■ **TEXTO PARA LER**:

----

Pastoral na era digital seria esse esforço por rever nosso mundo, nossa fé e nossas relações sob o prisma deste novo contexto e nova cultura digital que permeia o nosso dia-a-dia e que afeta profundamente nosso ser, pensar e agir. Partindo da experiência pessoal da fé e da rede, propõe-se fazer a experiência da fé na rede e o que a experiência relacional on-line implica na vida de fé como um todo, inclusive off-line. O passo seguinte é refletir sobre as experiências vividas e avaliar nossas ações evangelizadoras.
Só será possível entender a fé de forma plena quando se compreender as questões que o mundo coloca para a própria fé. Dessas novas perspectivas, surge a necessidade de um novo campo teológico que dê conta de tal estudo, a ciberteologia, a qual nós já mencionamos em posts anteriores. Pensar como mostrar às gerações digitais a importância da fé em um certo homem chamado Jesus, que nós cristãos acreditamos ser Deus, que viveu há dois mil anos atrás numa época, cultura e mesmo religião tão diferente da que vivemos, é o desafio que está de fronte a todo agente de pastoral, catequista e evangelizador hoje.

----

■ **DADOS**:
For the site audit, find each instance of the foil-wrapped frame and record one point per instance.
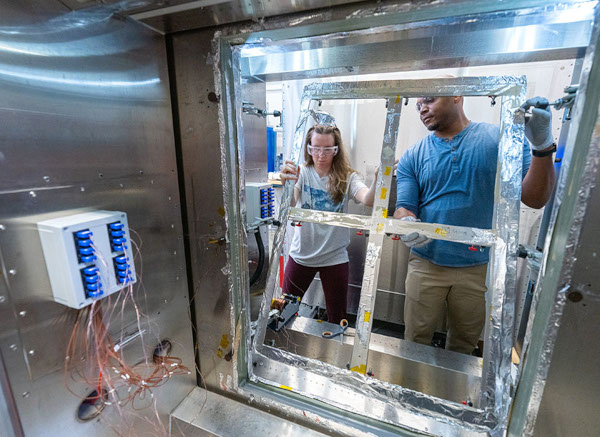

----

■ **TAREFA PEDIDA**: De acordo com o texto sobre a pastoral na era digital, qual é o nome do novo campo teológico cuja necessidade surge dessas novas perspectivas? Responda com base apenas no texto.

■ **SOLUÇÃO DA TAREFA**: A ciberteologia.